> _WORK REQUEST_
Produce all the records again exactly as they stand.

> _PROVIDED DATA_
==*==

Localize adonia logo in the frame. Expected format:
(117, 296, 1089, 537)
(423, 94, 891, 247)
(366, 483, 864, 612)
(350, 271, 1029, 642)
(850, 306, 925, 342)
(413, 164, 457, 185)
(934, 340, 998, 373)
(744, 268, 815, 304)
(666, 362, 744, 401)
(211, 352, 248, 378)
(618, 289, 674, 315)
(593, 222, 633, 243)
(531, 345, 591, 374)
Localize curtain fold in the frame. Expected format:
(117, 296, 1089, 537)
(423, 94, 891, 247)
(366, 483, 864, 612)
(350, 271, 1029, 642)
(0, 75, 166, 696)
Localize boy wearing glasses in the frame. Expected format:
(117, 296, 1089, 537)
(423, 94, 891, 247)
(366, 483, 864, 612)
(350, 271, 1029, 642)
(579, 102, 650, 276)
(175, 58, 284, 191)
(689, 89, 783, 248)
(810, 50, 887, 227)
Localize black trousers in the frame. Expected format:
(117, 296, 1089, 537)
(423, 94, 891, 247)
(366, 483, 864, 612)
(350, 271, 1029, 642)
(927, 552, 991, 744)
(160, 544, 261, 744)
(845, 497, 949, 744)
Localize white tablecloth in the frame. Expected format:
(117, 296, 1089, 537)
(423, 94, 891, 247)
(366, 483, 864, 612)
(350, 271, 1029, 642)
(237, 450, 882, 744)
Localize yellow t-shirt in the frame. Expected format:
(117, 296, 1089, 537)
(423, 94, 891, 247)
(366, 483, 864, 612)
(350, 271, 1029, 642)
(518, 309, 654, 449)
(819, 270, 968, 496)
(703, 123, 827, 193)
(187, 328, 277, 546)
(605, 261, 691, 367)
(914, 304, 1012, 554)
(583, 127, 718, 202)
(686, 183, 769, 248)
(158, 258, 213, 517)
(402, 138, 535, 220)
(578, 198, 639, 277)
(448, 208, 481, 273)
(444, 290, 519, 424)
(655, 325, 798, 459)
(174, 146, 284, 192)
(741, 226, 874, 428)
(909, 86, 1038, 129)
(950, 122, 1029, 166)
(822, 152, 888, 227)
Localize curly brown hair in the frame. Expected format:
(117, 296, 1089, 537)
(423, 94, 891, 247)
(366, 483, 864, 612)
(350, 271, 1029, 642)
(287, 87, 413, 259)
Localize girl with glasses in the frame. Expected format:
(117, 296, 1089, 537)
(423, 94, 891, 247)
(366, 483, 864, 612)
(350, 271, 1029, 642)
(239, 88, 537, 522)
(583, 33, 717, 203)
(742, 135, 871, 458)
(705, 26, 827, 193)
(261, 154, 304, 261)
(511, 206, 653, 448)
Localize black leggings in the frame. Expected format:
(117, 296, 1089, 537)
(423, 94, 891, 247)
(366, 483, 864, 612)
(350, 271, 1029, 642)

==*==

> _SOLUTION FOR THIS EXERCISE_
Localize adonia logo in the frame. Expected format:
(117, 296, 1089, 537)
(423, 94, 891, 247)
(366, 483, 864, 612)
(350, 271, 1029, 642)
(850, 306, 925, 342)
(413, 164, 457, 185)
(934, 340, 998, 373)
(744, 268, 815, 304)
(666, 362, 744, 401)
(211, 352, 248, 378)
(618, 289, 674, 315)
(593, 222, 633, 243)
(531, 345, 591, 374)
Localize curtain fold in the frame. Expected format:
(117, 296, 1089, 537)
(423, 94, 891, 247)
(366, 483, 864, 612)
(350, 271, 1029, 642)
(0, 75, 166, 696)
Localize boy wearing glasses in the frame. Expected format:
(117, 296, 1089, 537)
(423, 94, 891, 247)
(366, 483, 864, 612)
(350, 271, 1029, 642)
(579, 102, 650, 276)
(175, 58, 284, 191)
(689, 89, 783, 248)
(810, 50, 887, 227)
Localize black trousers in the frame. Expected format:
(117, 296, 1089, 537)
(423, 94, 891, 247)
(366, 483, 864, 612)
(350, 271, 1029, 642)
(927, 552, 991, 744)
(160, 544, 261, 744)
(845, 497, 949, 744)
Localize white tablecloth in the frame. Expected format:
(117, 296, 1089, 537)
(423, 94, 891, 247)
(366, 483, 864, 612)
(350, 271, 1029, 642)
(237, 450, 882, 744)
Localize yellow t-shirt in the frame. Expected format:
(117, 296, 1089, 537)
(423, 94, 891, 247)
(366, 483, 864, 612)
(350, 271, 1029, 642)
(518, 309, 654, 449)
(819, 270, 968, 496)
(703, 123, 827, 193)
(187, 328, 277, 546)
(605, 261, 691, 367)
(914, 304, 1012, 554)
(583, 127, 718, 202)
(686, 183, 769, 248)
(158, 258, 213, 517)
(402, 138, 535, 220)
(578, 198, 639, 277)
(448, 208, 481, 273)
(444, 290, 519, 424)
(655, 325, 798, 459)
(174, 146, 284, 192)
(741, 226, 874, 428)
(909, 86, 1038, 129)
(950, 122, 1029, 166)
(822, 152, 888, 227)
Localize curly brown hair in the frame. Expected format:
(117, 296, 1089, 537)
(423, 94, 891, 247)
(366, 483, 864, 612)
(350, 271, 1029, 642)
(287, 87, 413, 259)
Localize girl with glasses in the frame. Expected format:
(117, 296, 1089, 537)
(423, 94, 891, 247)
(366, 483, 864, 612)
(350, 271, 1029, 642)
(239, 88, 537, 522)
(583, 33, 717, 203)
(742, 135, 871, 458)
(705, 26, 827, 193)
(261, 154, 304, 261)
(511, 206, 653, 448)
Localize black leggings in the frame. Expected format:
(117, 296, 1089, 537)
(423, 94, 891, 247)
(366, 483, 864, 612)
(350, 271, 1029, 642)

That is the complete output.